▶ **WHAT THIS TASK INVOLVES**
Could you repeat the records below exactly, leaving the pictures out?
:: RECORDS FOR THIS EXERCISE ::
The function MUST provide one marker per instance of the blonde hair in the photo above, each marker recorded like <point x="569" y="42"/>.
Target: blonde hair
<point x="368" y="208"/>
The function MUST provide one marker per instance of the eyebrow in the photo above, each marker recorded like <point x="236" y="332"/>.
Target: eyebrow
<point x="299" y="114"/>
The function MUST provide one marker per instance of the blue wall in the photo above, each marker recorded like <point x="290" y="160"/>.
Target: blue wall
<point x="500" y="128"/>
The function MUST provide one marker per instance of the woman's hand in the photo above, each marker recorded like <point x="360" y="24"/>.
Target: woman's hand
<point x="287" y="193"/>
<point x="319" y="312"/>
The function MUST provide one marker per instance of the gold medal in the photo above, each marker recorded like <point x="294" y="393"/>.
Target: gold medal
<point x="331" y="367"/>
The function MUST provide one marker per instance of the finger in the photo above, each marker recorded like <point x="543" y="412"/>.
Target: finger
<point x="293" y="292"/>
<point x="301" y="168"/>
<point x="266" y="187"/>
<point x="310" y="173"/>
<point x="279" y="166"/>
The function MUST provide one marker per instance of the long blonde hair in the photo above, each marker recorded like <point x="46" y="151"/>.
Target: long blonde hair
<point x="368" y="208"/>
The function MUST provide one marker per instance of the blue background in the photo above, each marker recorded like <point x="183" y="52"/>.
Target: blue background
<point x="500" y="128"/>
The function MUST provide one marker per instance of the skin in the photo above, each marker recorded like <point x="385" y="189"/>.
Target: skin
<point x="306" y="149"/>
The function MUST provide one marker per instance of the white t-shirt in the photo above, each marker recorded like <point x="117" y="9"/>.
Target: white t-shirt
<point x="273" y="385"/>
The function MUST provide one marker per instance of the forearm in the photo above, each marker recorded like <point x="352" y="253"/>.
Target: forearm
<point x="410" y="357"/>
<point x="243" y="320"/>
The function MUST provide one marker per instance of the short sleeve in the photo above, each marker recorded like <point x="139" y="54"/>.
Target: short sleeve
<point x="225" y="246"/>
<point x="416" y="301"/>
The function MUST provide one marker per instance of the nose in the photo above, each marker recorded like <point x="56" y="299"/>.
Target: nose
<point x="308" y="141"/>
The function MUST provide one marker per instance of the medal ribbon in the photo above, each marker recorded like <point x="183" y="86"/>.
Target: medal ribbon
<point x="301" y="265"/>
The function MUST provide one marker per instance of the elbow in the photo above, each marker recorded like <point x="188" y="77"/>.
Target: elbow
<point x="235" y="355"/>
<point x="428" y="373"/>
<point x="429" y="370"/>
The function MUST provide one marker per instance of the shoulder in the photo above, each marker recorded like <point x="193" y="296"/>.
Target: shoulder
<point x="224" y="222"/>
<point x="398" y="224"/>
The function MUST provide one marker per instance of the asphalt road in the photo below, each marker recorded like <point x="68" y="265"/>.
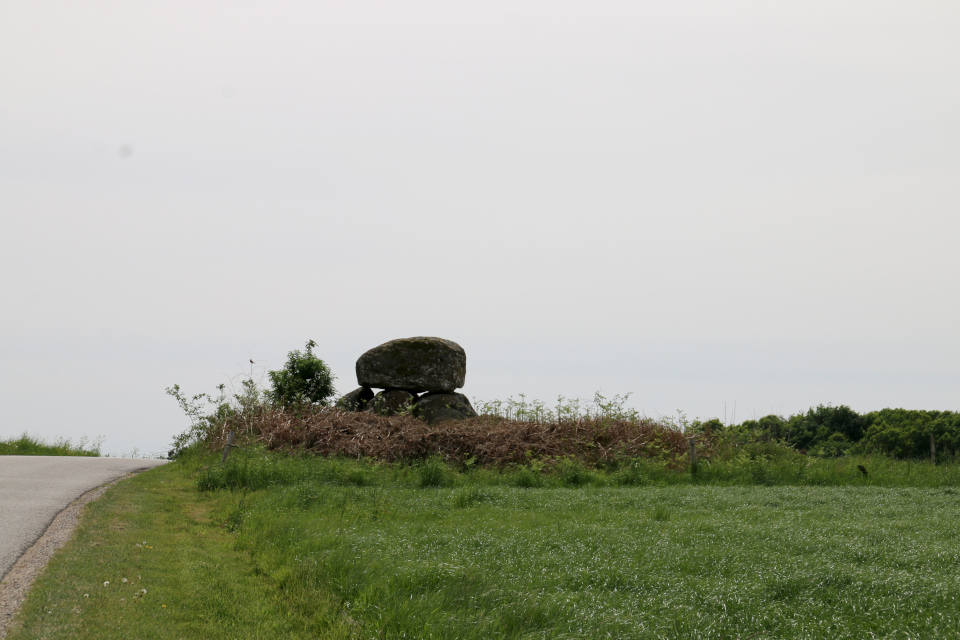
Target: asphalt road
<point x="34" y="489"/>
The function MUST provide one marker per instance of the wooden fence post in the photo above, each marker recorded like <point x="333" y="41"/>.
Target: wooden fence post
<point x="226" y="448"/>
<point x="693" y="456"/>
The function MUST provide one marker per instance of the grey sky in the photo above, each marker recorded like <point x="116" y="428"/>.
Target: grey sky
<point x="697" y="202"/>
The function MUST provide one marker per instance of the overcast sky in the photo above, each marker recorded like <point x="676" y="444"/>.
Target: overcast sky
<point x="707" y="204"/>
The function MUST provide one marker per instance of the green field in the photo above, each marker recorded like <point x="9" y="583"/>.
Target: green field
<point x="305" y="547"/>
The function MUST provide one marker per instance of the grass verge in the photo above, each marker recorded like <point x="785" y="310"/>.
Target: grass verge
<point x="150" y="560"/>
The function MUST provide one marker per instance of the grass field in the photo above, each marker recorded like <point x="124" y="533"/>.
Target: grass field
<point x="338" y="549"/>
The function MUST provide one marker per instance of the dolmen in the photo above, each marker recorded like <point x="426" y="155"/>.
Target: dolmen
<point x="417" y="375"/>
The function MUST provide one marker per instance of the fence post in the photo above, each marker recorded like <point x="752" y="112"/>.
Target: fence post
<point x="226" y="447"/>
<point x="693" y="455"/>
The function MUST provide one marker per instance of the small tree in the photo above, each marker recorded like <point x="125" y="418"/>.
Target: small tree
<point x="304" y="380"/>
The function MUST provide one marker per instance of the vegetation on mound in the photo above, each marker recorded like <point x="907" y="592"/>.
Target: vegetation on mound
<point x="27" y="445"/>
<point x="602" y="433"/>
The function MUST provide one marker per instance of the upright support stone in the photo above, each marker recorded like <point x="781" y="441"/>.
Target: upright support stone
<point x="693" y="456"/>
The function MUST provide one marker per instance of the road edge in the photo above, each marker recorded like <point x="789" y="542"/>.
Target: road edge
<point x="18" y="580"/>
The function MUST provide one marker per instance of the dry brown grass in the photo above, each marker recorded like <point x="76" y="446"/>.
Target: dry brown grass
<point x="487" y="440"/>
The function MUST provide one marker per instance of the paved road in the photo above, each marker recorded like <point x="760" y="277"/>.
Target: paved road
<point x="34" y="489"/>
:::
▶ **ANSWER TO THIS PROBLEM**
The function MUST provide one marker per instance of the blonde hair in the photo above, each marker recorded like <point x="569" y="42"/>.
Target: blonde hair
<point x="368" y="208"/>
The function MUST provide one marker per instance of the eyebrow in the photo above, each marker recorded like <point x="236" y="332"/>.
Target: eyebrow
<point x="299" y="114"/>
The function MUST provide one marker per instance of the blue wall in the photo above, each marker recorded like <point x="290" y="160"/>.
Target: blue wall
<point x="500" y="128"/>
The function MUST provide one marker per instance of the woman's hand in the photo above, each marker recorded like <point x="360" y="24"/>.
Target: woman's hand
<point x="287" y="193"/>
<point x="319" y="312"/>
The function MUST provide one marker per instance of the gold medal in the photo above, each marker recorded like <point x="294" y="393"/>.
Target: gold medal
<point x="331" y="367"/>
The function MUST provide one marker per instance of the finger in the photo above, each marker recorded like <point x="543" y="412"/>.
Target: finger
<point x="293" y="292"/>
<point x="301" y="168"/>
<point x="266" y="187"/>
<point x="310" y="173"/>
<point x="279" y="166"/>
The function MUST provide one marker per instance of the long blonde hair in the photo above, each marker recorded like <point x="46" y="151"/>.
Target: long blonde hair
<point x="368" y="208"/>
The function MUST provide one marker per instance of the blue background in the photo above, each marker recorded like <point x="183" y="52"/>.
Target: blue background
<point x="500" y="128"/>
The function MUST provide one marker per instance of the skin in the photo above, each marker recorded like <point x="385" y="189"/>.
Target: skin
<point x="306" y="149"/>
The function MUST provide one marker per instance of the white t-shirt in the photo above, each marker recorded like <point x="117" y="9"/>.
Target: white t-shirt
<point x="273" y="385"/>
The function MUST provide one marker per instance of the forearm in the photo above, each marker recorded like <point x="352" y="253"/>.
Target: forearm
<point x="410" y="357"/>
<point x="243" y="320"/>
The function MUST provide one marker per instance of the short sleeve in the photo above, each marker recorded like <point x="139" y="54"/>.
Target: short sleeve
<point x="225" y="246"/>
<point x="416" y="301"/>
The function MUST provide one marker per instance of the nose in the photo above, each marker recorded like <point x="56" y="299"/>.
Target: nose
<point x="308" y="141"/>
The function MUST provide one marker per instance of the medal ribbon in the photo above, each marker recorded like <point x="183" y="86"/>.
Target: medal ribbon
<point x="301" y="265"/>
The function MUST provide one marker per instance of the elbow in the photo above, each marker recorded like <point x="188" y="77"/>.
Target: elbow
<point x="235" y="355"/>
<point x="428" y="373"/>
<point x="429" y="370"/>
The function MUST provide one marker per instance of the shoulder in the photo above, each marker recorded like <point x="193" y="296"/>.
Target: shoulder
<point x="224" y="222"/>
<point x="398" y="224"/>
The function MUST provide one marker per instance of the asphalt road in the photo below, each marker recorded like <point x="68" y="265"/>.
Target: asphalt road
<point x="34" y="489"/>
The function MUST provide one marker per instance of the wooden fence post in the photo above, each marker recorded like <point x="333" y="41"/>.
Target: wooden fence post
<point x="226" y="448"/>
<point x="693" y="456"/>
The function MUST provide one marker per instance of the grey sky in the photo above, each marker recorded like <point x="116" y="428"/>.
Target: grey sky
<point x="697" y="202"/>
The function MUST provide one marker per instance of the overcast sky in the photo above, each marker recorded like <point x="676" y="444"/>.
Target: overcast sky
<point x="707" y="204"/>
The function MUST provide one marker per instance of the green field in the photo above, each marker recorded like <point x="9" y="583"/>.
Target: green field
<point x="305" y="547"/>
The function MUST provide one marker per instance of the grass verge in the photo above, each marker recorded like <point x="785" y="310"/>.
Target: grass verge
<point x="150" y="560"/>
The function MUST provide one marker per instance of the grass field in the photo above, each marker recorded like <point x="124" y="533"/>.
Target: grass field
<point x="338" y="549"/>
The function MUST provide one marker per instance of the dolmen in the photo above, each marker recorded like <point x="426" y="155"/>.
Target: dolmen
<point x="417" y="375"/>
The function MUST provide one marker per instance of the fence post in the photo above, each marker recorded like <point x="752" y="112"/>.
Target: fence post
<point x="226" y="447"/>
<point x="693" y="455"/>
The function MUST provide one marker per instance of the small tree in the photo above, each marker recorded like <point x="125" y="418"/>.
Target: small tree
<point x="304" y="380"/>
The function MUST provide one marker per instance of the vegetation on mound in the photo above, each marker recorded like <point x="907" y="592"/>.
Target: vegetation on mound
<point x="27" y="445"/>
<point x="602" y="433"/>
The function MUST provide one marker per instance of the upright support stone in the photo above, each marker recorded like <point x="781" y="441"/>.
Target: upright support stone
<point x="693" y="456"/>
The function MUST provide one marker per instance of the road edge in the photo above, each marker recorded like <point x="789" y="542"/>.
Target: road edge
<point x="18" y="580"/>
The function MUST provide one marker per instance of the dry brown grass in the photo above, each marker recorded like <point x="76" y="446"/>.
Target: dry brown grass
<point x="487" y="440"/>
The function MUST provide one marker per instance of the paved road in the photo above, each marker recorded like <point x="760" y="277"/>.
Target: paved road
<point x="34" y="489"/>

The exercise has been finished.